++++ Records for this exercise ++++

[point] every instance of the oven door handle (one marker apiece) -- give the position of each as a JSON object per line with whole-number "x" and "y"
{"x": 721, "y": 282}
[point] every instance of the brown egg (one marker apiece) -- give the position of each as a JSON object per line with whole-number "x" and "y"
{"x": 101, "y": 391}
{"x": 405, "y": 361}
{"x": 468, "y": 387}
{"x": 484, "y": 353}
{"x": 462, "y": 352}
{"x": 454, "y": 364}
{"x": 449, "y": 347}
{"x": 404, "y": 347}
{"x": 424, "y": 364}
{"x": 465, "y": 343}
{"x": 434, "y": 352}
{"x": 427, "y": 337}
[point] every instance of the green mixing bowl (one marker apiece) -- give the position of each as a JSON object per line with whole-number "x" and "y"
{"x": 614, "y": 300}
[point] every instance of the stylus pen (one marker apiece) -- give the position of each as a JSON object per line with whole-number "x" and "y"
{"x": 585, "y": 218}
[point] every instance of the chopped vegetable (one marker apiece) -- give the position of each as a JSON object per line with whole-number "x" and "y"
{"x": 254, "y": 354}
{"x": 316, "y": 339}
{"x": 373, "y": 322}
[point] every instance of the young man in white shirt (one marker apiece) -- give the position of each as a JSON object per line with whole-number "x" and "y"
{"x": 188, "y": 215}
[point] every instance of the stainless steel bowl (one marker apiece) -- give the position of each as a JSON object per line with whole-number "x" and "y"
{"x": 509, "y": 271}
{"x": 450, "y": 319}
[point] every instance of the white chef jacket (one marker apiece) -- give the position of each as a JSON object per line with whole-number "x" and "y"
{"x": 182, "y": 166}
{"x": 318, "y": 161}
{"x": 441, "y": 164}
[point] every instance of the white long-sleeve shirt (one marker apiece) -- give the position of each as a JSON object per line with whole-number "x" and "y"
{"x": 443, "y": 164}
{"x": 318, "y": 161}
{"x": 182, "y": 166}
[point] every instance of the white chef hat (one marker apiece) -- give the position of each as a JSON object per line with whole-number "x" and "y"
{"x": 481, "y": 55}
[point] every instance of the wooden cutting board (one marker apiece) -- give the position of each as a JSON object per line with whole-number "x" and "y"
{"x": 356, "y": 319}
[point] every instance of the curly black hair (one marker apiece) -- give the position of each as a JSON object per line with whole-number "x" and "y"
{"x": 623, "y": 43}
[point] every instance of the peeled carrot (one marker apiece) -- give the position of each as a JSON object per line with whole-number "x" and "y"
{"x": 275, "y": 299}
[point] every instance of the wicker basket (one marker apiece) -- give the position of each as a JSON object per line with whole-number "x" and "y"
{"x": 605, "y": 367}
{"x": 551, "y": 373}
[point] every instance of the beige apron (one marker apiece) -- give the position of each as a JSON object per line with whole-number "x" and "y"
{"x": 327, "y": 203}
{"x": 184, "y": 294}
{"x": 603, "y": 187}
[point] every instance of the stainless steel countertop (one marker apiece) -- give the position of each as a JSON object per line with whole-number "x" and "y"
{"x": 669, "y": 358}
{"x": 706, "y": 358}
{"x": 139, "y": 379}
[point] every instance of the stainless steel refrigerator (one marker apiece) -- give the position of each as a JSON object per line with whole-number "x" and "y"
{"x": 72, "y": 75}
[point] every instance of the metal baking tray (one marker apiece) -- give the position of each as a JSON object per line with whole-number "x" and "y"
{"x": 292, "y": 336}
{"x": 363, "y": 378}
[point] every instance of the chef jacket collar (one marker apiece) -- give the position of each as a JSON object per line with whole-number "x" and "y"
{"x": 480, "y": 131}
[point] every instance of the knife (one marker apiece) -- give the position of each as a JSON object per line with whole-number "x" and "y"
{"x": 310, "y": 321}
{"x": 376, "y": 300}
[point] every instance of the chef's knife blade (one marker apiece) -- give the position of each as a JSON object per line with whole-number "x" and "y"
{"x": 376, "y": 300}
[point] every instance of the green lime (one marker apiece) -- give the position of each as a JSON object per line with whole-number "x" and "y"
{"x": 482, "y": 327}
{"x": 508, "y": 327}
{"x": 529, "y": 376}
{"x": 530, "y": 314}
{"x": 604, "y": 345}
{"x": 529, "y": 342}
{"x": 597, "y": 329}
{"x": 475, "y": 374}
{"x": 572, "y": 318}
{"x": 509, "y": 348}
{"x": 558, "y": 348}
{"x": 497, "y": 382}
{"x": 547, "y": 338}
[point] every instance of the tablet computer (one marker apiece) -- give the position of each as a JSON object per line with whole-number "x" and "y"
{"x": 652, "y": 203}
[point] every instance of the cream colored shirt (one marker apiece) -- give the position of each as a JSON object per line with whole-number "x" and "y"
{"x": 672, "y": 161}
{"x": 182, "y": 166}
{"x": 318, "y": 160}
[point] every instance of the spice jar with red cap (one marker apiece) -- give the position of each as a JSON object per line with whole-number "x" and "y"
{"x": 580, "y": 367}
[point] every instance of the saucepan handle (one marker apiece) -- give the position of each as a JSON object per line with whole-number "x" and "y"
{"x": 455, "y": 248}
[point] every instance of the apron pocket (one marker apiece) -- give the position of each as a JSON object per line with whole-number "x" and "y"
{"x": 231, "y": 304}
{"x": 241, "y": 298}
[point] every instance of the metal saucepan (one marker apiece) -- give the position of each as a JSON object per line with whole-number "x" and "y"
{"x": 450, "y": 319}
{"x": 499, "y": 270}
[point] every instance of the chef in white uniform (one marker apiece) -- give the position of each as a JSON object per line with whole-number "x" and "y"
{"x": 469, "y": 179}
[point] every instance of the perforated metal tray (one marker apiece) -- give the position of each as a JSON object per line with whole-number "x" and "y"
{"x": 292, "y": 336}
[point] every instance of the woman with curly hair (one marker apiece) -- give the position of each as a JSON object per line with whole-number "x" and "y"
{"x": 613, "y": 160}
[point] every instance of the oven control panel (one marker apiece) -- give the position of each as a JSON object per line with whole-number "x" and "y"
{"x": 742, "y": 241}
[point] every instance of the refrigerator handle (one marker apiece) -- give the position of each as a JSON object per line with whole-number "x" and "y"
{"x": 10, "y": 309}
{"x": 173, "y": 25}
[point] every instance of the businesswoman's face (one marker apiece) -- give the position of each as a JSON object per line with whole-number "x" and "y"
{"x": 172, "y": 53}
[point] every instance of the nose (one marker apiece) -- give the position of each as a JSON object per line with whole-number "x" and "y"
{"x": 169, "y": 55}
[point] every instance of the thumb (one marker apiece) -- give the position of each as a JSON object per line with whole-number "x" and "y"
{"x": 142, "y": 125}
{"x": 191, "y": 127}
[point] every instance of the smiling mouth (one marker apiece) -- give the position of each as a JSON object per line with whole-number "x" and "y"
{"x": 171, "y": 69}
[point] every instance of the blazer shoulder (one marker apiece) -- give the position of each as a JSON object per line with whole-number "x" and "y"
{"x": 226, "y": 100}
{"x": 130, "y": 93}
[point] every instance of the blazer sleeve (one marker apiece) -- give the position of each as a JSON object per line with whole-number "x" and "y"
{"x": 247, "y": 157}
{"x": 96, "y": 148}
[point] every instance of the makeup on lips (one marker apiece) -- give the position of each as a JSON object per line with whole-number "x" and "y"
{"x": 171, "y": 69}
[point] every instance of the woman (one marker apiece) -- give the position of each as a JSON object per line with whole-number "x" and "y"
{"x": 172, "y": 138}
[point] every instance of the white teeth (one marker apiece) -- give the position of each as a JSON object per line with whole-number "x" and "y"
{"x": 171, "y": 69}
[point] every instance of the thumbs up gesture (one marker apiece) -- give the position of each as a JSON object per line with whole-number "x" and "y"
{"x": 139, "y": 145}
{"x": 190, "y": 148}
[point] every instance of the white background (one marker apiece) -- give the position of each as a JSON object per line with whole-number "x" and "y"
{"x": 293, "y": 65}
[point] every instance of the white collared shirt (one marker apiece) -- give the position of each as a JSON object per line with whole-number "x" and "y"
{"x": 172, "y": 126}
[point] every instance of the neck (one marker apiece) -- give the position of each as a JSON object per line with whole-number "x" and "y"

++++

* **Set task**:
Rescale the lines from the one containing "[point] every instance of the thumbs" through the end of the records, inclusive. Give only those lines again, requests included, with every x and y coordinate in the answers multiplied by 0.25 and rounded to a whole number, with halves rounded up.

* **The output**:
[point] every instance of the thumbs up gesture (one marker apiece) -- give the position of each as a JSON object per line with whole-number "x" and "y"
{"x": 35, "y": 36}
{"x": 48, "y": 37}
[point] every instance of the white background (one marker apiece) -- give the position of each as a JSON object per line with whole-number "x" and "y"
{"x": 73, "y": 16}
[point] every instance of the white collared shirt (one marker apiece) -- give the position of each as a JSON object per line with whole-number "x" and "y"
{"x": 43, "y": 32}
[point] every instance of the neck (one marker apiece) -- give the position of each as a JSON object per line with whole-number "x" and "y"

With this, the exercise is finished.